■ **Problems and tasks**
(1) Copy the newsletter excerpt from "Accommodations that Emphasize" to "person in danger.", swapping "doctors" for "physicians".
(2) List every person, publication, and written work named in the newsletter excerpt.

Accommodations that Emphasize Exclusion
Reviewing two books on disability design + speaking on feminism
This week, I’m discussing accommodations that, while technically enabling access, emphasize how much a space or a tool is not intended for the user being accommodated. This Thursday, I’ll share selections from your comments on doctors who try to soften the loss of death by denying the humanity of the person in danger.
Plough’s last issue of the year is out, themed around disability. One standout essay I’d recommend is Heonju Lee’s “The Baby We Kept.” She tells the story of how her son, Yusang, saved the life of another child, specifically because of his own Down Syndrome.

Dataset entries:
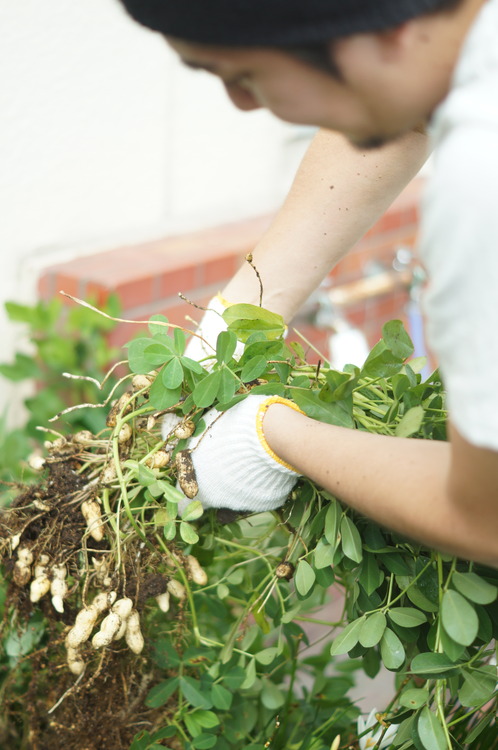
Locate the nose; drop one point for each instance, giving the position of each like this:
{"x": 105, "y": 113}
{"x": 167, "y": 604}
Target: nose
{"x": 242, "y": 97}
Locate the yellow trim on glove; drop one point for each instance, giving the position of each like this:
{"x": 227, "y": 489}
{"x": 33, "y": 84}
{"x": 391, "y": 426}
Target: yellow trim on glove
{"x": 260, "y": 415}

...

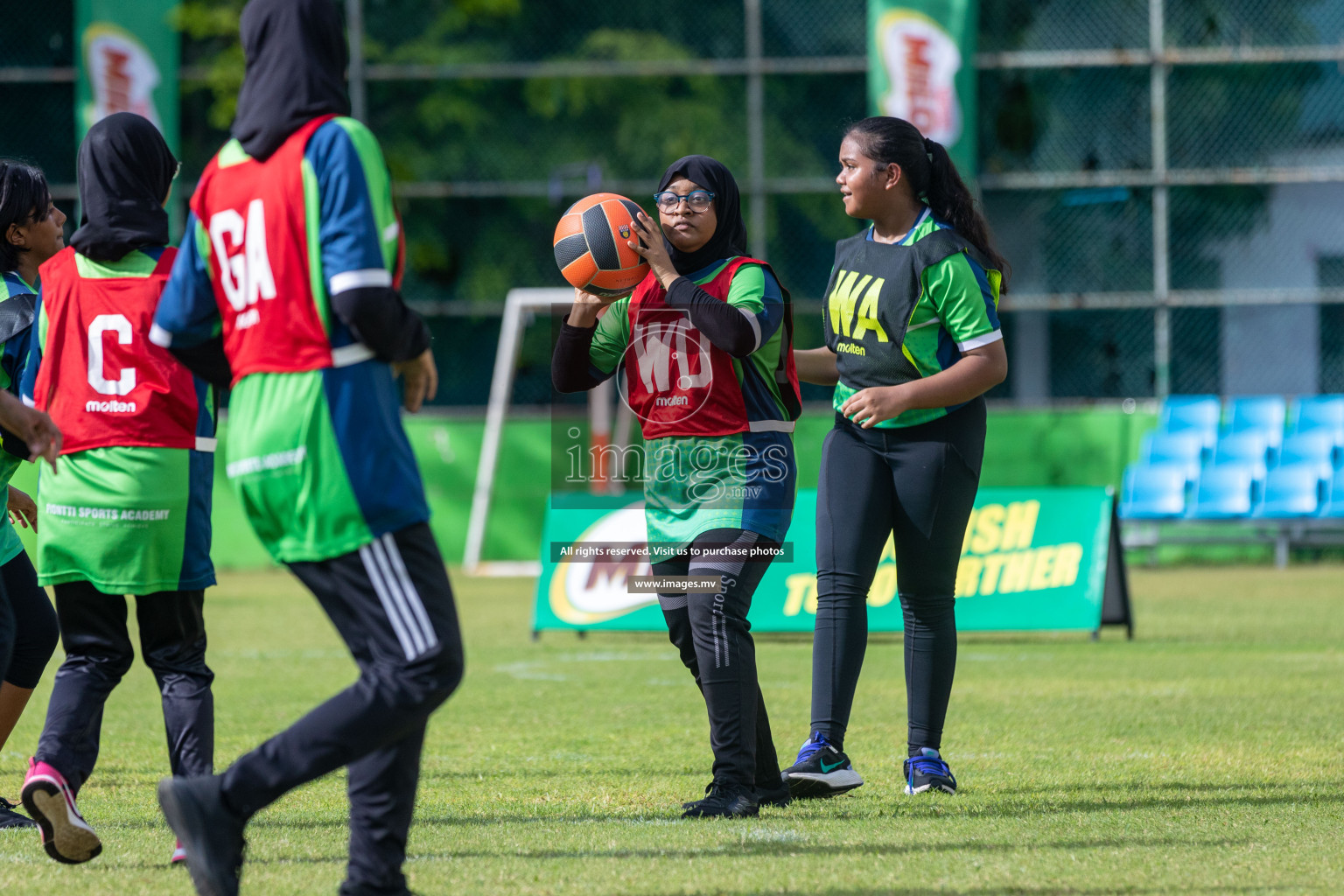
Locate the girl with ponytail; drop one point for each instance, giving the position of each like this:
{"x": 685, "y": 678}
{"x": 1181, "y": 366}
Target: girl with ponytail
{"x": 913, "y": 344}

--

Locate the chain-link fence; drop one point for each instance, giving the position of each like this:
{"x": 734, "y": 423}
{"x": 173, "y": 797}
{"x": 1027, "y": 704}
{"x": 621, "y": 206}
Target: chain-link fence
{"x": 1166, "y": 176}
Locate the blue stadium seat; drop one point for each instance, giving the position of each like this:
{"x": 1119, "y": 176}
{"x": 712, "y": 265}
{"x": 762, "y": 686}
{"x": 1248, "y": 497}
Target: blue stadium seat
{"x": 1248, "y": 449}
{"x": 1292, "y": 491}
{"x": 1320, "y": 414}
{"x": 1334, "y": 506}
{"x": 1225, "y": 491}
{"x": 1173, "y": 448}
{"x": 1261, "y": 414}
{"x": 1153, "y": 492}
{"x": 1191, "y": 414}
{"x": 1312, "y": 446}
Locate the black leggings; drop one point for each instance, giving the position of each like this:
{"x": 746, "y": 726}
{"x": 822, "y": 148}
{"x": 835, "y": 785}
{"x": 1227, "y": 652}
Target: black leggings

■ **Solution set**
(1)
Accommodations that Emphasize Exclusion
Reviewing two books on disability design + speaking on feminism
This week, I’m discussing accommodations that, while technically enabling access, emphasize how much a space or a tool is not intended for the user being accommodated. This Thursday, I’ll share selections from your comments on physicians who try to soften the loss of death by denying the humanity of the person in danger.

(2)
Plough
Heonju Lee
"The Baby We Kept"
Yusang